§ **What the task requires**:
Print the listing from its top line through the line containing "For the dataset, tag each instance of the microphone stand", nothing more, and leave out the pictures.

§ **Records supplied**:
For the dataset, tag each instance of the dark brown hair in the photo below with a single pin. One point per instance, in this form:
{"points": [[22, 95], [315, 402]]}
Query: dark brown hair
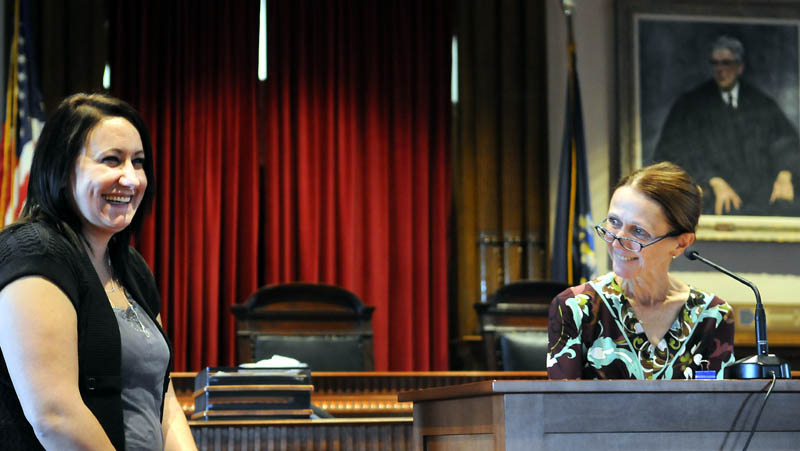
{"points": [[671, 187]]}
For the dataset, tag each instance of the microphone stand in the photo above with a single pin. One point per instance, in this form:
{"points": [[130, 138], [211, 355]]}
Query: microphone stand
{"points": [[762, 365]]}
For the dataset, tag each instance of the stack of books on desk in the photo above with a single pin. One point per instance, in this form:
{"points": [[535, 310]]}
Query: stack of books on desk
{"points": [[229, 393]]}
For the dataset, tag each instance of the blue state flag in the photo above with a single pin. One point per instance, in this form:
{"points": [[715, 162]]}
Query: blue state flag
{"points": [[573, 242]]}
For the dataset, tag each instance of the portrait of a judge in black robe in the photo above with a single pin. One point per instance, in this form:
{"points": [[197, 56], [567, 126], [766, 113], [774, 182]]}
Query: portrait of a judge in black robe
{"points": [[735, 140]]}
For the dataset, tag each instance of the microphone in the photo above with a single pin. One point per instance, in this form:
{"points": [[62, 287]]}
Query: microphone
{"points": [[762, 365]]}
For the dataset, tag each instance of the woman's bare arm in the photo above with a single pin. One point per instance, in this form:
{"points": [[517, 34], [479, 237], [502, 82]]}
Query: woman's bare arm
{"points": [[39, 340]]}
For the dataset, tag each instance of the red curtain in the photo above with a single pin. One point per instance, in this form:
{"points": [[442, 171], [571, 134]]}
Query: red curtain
{"points": [[334, 170]]}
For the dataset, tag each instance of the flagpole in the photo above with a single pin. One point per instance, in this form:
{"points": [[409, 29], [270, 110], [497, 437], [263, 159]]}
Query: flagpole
{"points": [[568, 8]]}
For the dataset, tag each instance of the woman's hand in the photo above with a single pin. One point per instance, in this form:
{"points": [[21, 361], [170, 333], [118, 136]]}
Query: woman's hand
{"points": [[177, 435], [782, 189]]}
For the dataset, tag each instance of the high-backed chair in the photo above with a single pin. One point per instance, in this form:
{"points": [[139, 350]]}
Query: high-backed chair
{"points": [[325, 326], [513, 323]]}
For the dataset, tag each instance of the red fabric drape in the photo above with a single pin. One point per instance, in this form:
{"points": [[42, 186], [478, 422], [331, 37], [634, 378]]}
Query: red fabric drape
{"points": [[339, 176]]}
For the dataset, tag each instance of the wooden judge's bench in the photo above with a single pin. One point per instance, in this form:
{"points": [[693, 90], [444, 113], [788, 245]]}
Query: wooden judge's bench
{"points": [[480, 410], [368, 415]]}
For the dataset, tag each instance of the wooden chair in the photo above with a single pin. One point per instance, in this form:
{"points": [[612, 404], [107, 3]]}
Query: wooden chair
{"points": [[513, 324], [325, 326]]}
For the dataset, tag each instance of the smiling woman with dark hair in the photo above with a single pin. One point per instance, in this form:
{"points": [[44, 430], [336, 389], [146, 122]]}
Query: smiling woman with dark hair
{"points": [[638, 321], [85, 363]]}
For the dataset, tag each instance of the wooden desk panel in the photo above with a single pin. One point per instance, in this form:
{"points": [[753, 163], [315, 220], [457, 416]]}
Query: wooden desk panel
{"points": [[367, 394], [387, 434], [581, 415]]}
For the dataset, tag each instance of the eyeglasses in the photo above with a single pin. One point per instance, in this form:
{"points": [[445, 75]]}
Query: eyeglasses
{"points": [[629, 243], [726, 62]]}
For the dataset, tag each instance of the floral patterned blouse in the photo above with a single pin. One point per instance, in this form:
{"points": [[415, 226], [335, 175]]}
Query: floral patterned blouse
{"points": [[594, 334]]}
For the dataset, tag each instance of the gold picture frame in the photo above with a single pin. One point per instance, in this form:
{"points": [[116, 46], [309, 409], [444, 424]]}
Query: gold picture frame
{"points": [[661, 53]]}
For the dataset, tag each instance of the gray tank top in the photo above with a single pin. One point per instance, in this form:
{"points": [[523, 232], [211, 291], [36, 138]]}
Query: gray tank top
{"points": [[145, 356]]}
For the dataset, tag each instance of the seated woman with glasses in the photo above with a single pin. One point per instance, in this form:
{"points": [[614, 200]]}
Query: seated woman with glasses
{"points": [[638, 321]]}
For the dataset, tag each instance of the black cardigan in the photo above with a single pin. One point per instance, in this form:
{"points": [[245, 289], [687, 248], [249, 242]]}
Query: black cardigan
{"points": [[37, 249]]}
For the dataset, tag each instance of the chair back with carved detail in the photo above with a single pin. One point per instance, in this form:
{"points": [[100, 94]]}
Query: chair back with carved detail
{"points": [[325, 326]]}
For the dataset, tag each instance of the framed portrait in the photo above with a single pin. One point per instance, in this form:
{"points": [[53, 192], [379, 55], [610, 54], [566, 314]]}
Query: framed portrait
{"points": [[714, 87]]}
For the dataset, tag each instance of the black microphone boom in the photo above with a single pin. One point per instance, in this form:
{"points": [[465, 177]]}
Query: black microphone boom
{"points": [[762, 365]]}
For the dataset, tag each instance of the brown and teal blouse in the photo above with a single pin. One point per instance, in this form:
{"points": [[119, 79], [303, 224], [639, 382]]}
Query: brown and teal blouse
{"points": [[594, 334]]}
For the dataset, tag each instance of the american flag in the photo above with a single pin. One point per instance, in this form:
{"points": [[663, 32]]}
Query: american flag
{"points": [[24, 116]]}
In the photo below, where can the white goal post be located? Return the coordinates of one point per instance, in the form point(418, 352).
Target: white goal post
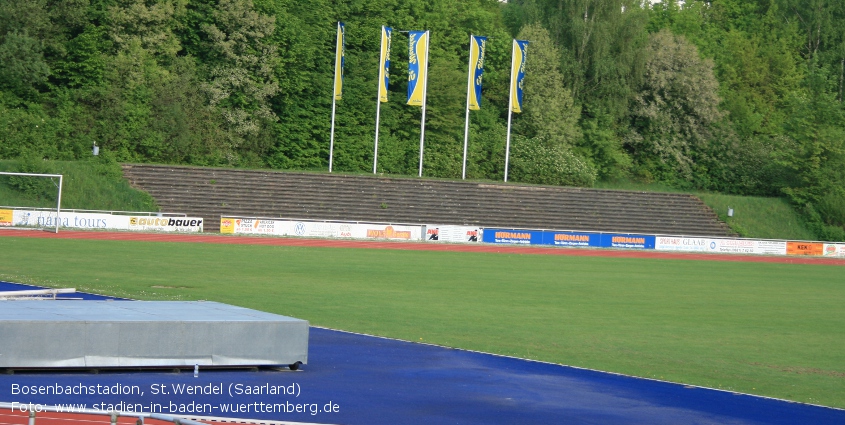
point(58, 198)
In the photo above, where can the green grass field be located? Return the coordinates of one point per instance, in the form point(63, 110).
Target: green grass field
point(768, 329)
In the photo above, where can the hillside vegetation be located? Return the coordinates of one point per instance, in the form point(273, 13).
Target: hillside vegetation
point(741, 97)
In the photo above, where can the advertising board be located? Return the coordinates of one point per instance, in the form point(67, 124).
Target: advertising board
point(455, 234)
point(720, 245)
point(319, 229)
point(804, 248)
point(577, 239)
point(6, 218)
point(834, 250)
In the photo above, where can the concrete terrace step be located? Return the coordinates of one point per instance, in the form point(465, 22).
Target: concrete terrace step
point(211, 192)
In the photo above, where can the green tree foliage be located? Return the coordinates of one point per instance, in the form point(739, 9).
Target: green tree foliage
point(676, 108)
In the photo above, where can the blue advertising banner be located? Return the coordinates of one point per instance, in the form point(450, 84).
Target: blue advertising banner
point(513, 236)
point(573, 239)
point(610, 240)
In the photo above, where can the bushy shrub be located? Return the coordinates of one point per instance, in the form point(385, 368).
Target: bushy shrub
point(533, 161)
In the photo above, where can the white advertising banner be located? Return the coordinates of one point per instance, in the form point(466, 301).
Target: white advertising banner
point(104, 221)
point(458, 234)
point(674, 243)
point(321, 229)
point(834, 250)
point(729, 246)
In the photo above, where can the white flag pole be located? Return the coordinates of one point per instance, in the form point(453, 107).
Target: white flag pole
point(425, 94)
point(510, 110)
point(337, 63)
point(378, 95)
point(466, 122)
point(331, 143)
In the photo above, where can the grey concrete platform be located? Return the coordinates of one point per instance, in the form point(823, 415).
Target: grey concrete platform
point(101, 334)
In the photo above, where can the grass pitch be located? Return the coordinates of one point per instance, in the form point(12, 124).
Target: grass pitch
point(768, 329)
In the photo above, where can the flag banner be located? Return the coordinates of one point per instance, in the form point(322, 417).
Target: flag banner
point(384, 63)
point(476, 58)
point(518, 74)
point(340, 60)
point(417, 66)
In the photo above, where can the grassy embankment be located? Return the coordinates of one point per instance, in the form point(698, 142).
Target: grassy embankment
point(93, 185)
point(754, 216)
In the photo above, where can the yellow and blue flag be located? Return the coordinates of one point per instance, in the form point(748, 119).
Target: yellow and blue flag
point(417, 66)
point(384, 63)
point(476, 59)
point(520, 49)
point(339, 61)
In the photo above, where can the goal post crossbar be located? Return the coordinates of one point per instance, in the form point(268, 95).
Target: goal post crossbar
point(58, 198)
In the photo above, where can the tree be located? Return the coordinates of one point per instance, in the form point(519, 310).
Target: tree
point(550, 111)
point(676, 108)
point(242, 79)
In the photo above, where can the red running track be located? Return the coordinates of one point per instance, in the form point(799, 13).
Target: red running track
point(417, 246)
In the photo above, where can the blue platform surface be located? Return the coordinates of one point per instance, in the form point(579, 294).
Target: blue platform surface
point(358, 379)
point(8, 286)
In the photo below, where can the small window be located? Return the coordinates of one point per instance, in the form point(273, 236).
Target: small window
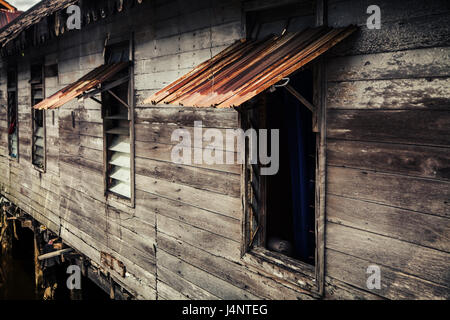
point(13, 114)
point(38, 117)
point(117, 103)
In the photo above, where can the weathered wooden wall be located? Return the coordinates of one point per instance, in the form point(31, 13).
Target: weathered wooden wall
point(388, 120)
point(388, 158)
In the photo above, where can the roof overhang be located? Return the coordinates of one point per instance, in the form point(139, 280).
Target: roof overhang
point(90, 81)
point(247, 68)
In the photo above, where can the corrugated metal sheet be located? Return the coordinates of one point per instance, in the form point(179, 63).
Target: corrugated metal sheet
point(85, 83)
point(247, 68)
point(31, 17)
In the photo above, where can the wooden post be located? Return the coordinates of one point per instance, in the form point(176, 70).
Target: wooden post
point(38, 273)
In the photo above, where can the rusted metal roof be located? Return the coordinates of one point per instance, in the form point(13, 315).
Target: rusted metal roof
point(85, 83)
point(247, 68)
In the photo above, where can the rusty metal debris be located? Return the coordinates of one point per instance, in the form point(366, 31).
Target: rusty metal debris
point(247, 68)
point(85, 83)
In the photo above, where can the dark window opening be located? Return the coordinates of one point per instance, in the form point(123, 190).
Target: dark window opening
point(118, 125)
point(13, 113)
point(291, 193)
point(274, 21)
point(38, 116)
point(282, 206)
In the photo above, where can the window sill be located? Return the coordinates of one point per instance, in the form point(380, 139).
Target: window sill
point(116, 201)
point(41, 170)
point(293, 273)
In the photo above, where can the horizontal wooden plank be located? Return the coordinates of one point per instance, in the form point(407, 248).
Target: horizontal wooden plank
point(417, 194)
point(419, 63)
point(210, 117)
point(199, 238)
point(419, 32)
point(227, 270)
point(429, 162)
point(430, 93)
point(215, 202)
point(422, 262)
point(422, 229)
point(345, 12)
point(422, 127)
point(216, 286)
point(224, 226)
point(394, 284)
point(163, 152)
point(184, 287)
point(215, 181)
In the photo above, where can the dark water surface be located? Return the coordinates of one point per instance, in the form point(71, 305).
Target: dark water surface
point(17, 269)
point(17, 275)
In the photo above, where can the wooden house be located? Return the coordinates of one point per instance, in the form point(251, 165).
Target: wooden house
point(363, 187)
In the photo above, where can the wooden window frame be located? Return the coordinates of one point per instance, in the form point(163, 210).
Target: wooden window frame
point(297, 274)
point(44, 114)
point(111, 197)
point(8, 117)
point(294, 273)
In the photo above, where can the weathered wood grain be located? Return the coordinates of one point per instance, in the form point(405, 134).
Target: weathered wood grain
point(185, 116)
point(425, 263)
point(222, 204)
point(394, 284)
point(430, 93)
point(220, 182)
point(422, 229)
point(392, 190)
point(430, 127)
point(428, 162)
point(418, 63)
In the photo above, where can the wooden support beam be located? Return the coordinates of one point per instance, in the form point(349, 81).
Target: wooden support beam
point(300, 98)
point(106, 87)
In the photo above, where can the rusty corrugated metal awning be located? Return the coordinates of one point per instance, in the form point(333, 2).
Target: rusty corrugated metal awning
point(247, 68)
point(85, 83)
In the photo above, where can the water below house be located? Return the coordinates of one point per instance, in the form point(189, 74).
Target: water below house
point(17, 269)
point(17, 273)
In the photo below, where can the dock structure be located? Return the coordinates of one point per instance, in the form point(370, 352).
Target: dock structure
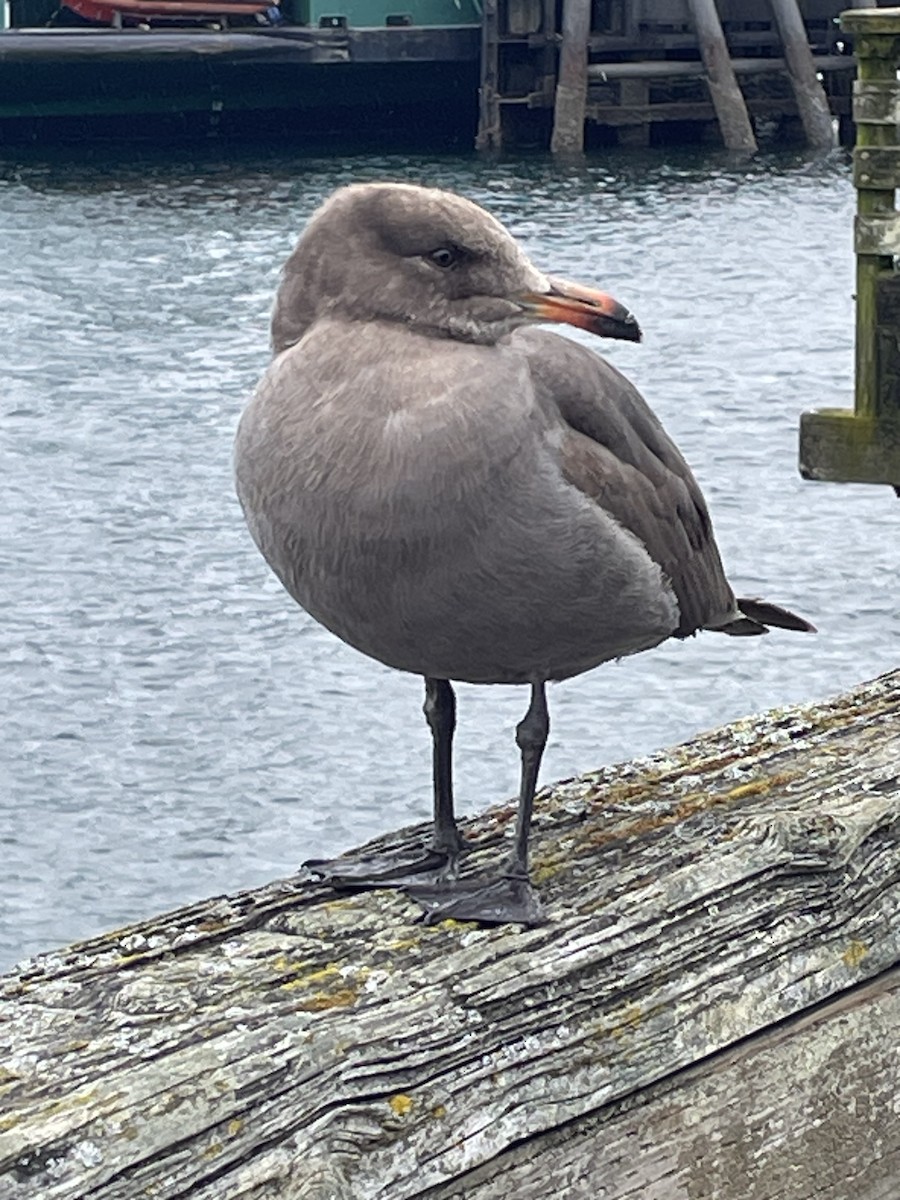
point(711, 1009)
point(681, 69)
point(863, 444)
point(504, 75)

§ **Problem solution**:
For the dataset, tag each instance of the dark brown hair in the photo below with a single pin. One point per instance, in this form:
{"points": [[22, 95], [315, 402]]}
Query: dark brown hair
{"points": [[671, 187]]}
For the dataset, tag each instance of the microphone stand in the photo above with a single pin. One point per instance, in this form:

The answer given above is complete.